• Extrait du texte:
# # #

Le souffle de la baleine à bosse utilisé comme outil polyvalent

Photo de couverture de l’article © Doug Perrine

Cet article est issu d’une publication de Doug Perrine dans le magazine Hakai du 20 décembre 2022.

Souffle de la baleine à bosse 1

Comment une baleine à bosse utilisa son souffle pour lisser la surface de l’eau et l’utiliser comme une fenêtre

Par une journée d’hiver venteuse à Hawaï, une équipe de chercheurs du Whale Trust Maui observait un groupe de baleines à bosse batifoler autour de leur bateau. La surface de l’océan balayée par le vent déformait la vision au travers de l’eau. L’équipage remarqua alors une baleine faisant tournoyer de façon discontinue ses nageoires à la surface.

Son petit manège produisit un tourbillon qui aplatissait le clapot, créant un endroit lisse où elle pouvait placer son œil pour observer les scientifiques. Le photographe et chercheur Flip Nicklin n’ayant jamais vu de tourbillons utilisés de telle manière, il les surnomma « fenêtres de baleine » (whale windows).

À l’issue de la rencontre, la baleine utilisa une autre méthode pour « construire » sa fenêtre : elle souffla un anneau d’air parfait de son évent — comme un fumeur exhale une auréole de fumée — ce qui lissa de nouveau la surface. Puis, comme précédemment, le cétacé tourna la tête et leva les yeux, croisant le regard du chercheur. La baleine utilisait-elle les bulles comme outil ?

Souffle de la baleine à bosse 2

Jane Goodall et l’utilisation des outils par les chimpanzés

Lorsque la primatologue Jane Goodall informa son mentor – l’anthropologue Louis Leakey – qu’elle avait observé un chimpanzé utiliser des brins d’herbe pour extraire des termites de leurs monticules, sa répartie, désormais célèbre, fut : « Nous devons maintenant redéfinir l’outil, redéfinir l’homme ou accepter les chimpanzés comme des êtres humains ».

Avant l’observation de Jane Goodall en 1960, l’utilisation d’outils était considérée comme une ligne de démarcation nette entre les humains et les animaux. Depuis lors, des rapports ont fait état de l’utilisation d’outils par des oiseaux, poissons, reptiles, insectes, crustacés, céphalopodes et mammifères, y compris les dauphins et les baleines.

Souffle de la baleine à bosse

La définition de l’outil élargie à l’usage du souffle de la baleine à bosse

La définition d’un outil peut être nuancée, mais on s’accorde généralement à dire qu’il s’agit d’un objet physique, autre que le corps de son utilisateur, qui est manipulé ou orienté de manière à affecter quelque chose dans l’environnement de l’animal. Des études menées au cours des dernières décennies suggèrent que l’eau, comme le jet d’eau d’un toxote (sptting archerfish en anglais, littéralement poisson-archer cracheur), ainsi que l’air, comme les bulles d’une baleine à bosse, doivent également être considérés comme des outils.

Nourriture de la baleine à bosse - filet de bulles

La technique du filet de bulles : premier outil créé par le souffle de la baleine à bosse

Les premières bulles acceptées comme outils par les scientifiques, dès 1989, furent les filets à bulles en spirale déployés par les baleines à bosse pour rassembler et concentrer les petits poissons ou invertébrés.

# # #

• Données fournies:
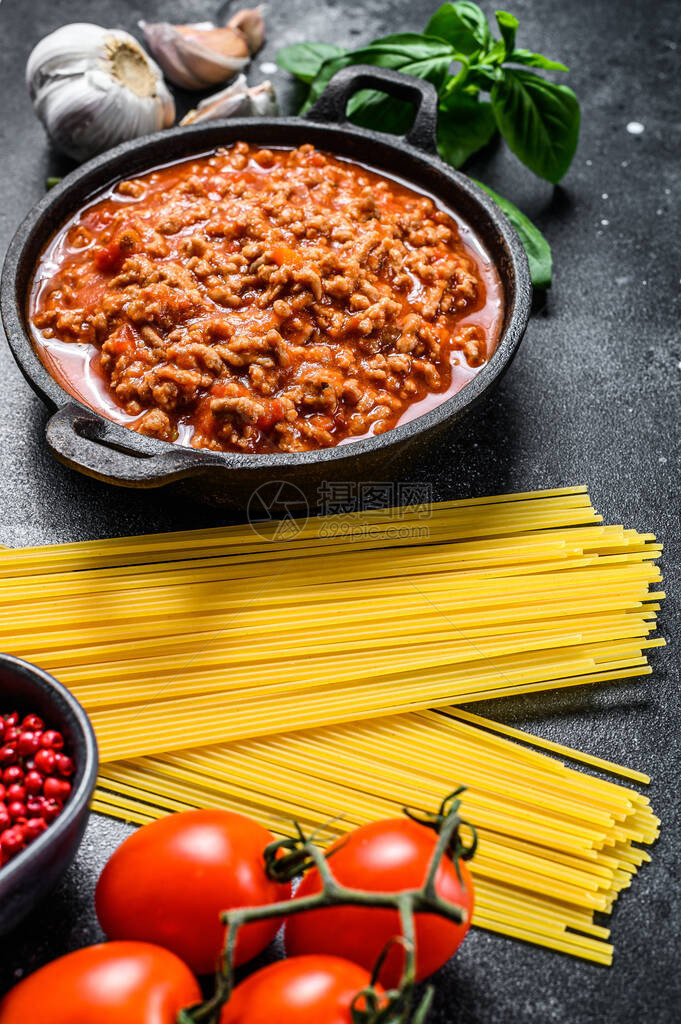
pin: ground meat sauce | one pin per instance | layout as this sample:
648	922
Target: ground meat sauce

# # #

• Description de la tâche:
Dites si chacune des affirmations suivantes concorde avec le texte sur le souffle de la baleine à bosse, en répondant par oui ou par non et en citant exactement les mots du texte qui tranchent. 1. Lors de la rencontre, la baleine a aussi lissé la surface en soufflant un anneau d'air par son évent. 2. Jane Goodall a fait son observation sur les chimpanzés en 1970. 3. Dès 1989, les scientifiques ont accepté comme outils les filets à bulles en spirale des baleines à bosse. Les données fournies ne sont d'aucune utilité pour ce travail.

• Réponse rédigée:
1. Oui : « elle souffla un anneau d’air parfait de son évent — comme un fumeur exhale une auréole de fumée — ce qui lissa de nouveau la surface ».
2. Non : « Avant l’observation de Jane Goodall en 1960 ».
3. Oui : « Les premières bulles acceptées comme outils par les scientifiques, dès 1989, furent les filets à bulles en spirale déployés par les baleines à bosse ».